### [Raw data]
- Opening Delimiter -

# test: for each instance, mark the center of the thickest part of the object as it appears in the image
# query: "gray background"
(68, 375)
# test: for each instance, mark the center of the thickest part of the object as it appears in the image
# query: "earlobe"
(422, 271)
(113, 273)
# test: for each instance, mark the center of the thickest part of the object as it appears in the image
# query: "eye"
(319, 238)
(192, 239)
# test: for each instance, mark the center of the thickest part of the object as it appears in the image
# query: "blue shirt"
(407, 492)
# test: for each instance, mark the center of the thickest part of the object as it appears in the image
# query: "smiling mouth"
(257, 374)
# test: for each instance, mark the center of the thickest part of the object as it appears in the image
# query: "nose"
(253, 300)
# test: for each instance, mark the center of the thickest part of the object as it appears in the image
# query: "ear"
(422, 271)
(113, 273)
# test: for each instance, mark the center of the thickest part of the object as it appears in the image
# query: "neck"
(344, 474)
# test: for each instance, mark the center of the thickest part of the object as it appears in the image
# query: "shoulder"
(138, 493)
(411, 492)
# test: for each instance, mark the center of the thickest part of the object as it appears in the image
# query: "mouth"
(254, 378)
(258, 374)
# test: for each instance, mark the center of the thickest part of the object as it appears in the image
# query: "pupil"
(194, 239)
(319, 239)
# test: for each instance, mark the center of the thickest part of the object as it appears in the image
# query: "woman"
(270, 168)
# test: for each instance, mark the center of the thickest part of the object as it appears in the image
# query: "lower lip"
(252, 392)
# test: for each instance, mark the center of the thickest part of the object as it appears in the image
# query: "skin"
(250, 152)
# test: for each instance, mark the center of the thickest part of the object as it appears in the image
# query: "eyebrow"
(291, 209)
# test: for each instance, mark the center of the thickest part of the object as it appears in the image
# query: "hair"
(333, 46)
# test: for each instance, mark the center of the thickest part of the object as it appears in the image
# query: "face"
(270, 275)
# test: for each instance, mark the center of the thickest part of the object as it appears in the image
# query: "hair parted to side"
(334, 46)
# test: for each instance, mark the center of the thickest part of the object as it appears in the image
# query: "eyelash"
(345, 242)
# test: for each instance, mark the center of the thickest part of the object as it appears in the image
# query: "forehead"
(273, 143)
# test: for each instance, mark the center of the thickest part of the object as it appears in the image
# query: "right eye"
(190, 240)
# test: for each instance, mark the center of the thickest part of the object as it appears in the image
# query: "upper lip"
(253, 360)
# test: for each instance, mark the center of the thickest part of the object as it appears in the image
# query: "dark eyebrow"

- Closing Delimiter -

### [Exercise description]
Reproduce each record shown above without altering a single word.

### [Response area]
# test: for each instance, mark the center of the thickest part of the object as it appears in the image
# query: "gray background"
(68, 375)
# test: for each instance, mark the center of the thickest part of the object as it appears in the image
# query: "earlobe"
(422, 271)
(113, 273)
# test: for each instance, mark the center of the thickest part of the object as it appears in the image
# query: "eye"
(319, 238)
(192, 239)
# test: for each instance, mark the center of the thickest part of the object as it appears in the image
# query: "blue shirt"
(407, 492)
# test: for each instance, mark the center of the thickest part of the object as it appears in the image
# query: "smiling mouth"
(257, 374)
# test: for each instance, mark the center of the thickest part of the object as it appears in the image
# query: "nose"
(253, 300)
# test: for each instance, mark the center of the thickest part of the object as it appears in the image
# query: "ear"
(422, 271)
(113, 273)
# test: for each instance, mark the center of the thickest part of the object as it appears in the image
# query: "neck"
(344, 474)
# test: for each instance, mark the center of the thickest part of the object as it appears in the image
# query: "shoulder"
(138, 493)
(411, 492)
# test: for each instance, mark the center of the thickest part of the object as it appears in the image
# query: "mouth"
(254, 378)
(258, 374)
# test: for each instance, mark the center of the thickest part of the object as it appears in the image
# query: "pupil"
(194, 239)
(319, 239)
# test: for each instance, mark the center of the thickest part of the object as it appears in the image
# query: "woman"
(270, 168)
# test: for each instance, mark the center of the thickest part of the object as it appears in the image
# query: "lower lip"
(252, 392)
# test: for each instance, mark the center of the thickest part of the object as it appears in the image
# query: "skin"
(250, 152)
# test: for each instance, mark the center of the thickest part of the object as it appears in the image
# query: "eyebrow"
(291, 209)
# test: for each instance, mark the center of the thickest part of the object as it appears in the image
# query: "hair"
(333, 46)
# test: for each instance, mark the center of the thickest part of the object as it appears in the image
# query: "face"
(270, 275)
# test: for each instance, mark the center of the thickest part of the object as it appears in the image
# query: "hair parted to side"
(334, 46)
# test: for each instance, mark the center of the thickest part of the object as it appears in the image
# query: "eyelash"
(345, 242)
# test: for each instance, mark the center of the thickest part of the object as it appears in the image
# query: "forehead"
(273, 143)
# test: for each instance, mark the center of the thickest part of the object as it appears in the image
# query: "right eye"
(190, 240)
# test: for each instance, mark the center of the thickest part of the object as it appears in the image
# query: "upper lip"
(253, 360)
# test: for each instance, mark the center of the thickest part of the object as it appears in the image
# query: "dark eyebrow"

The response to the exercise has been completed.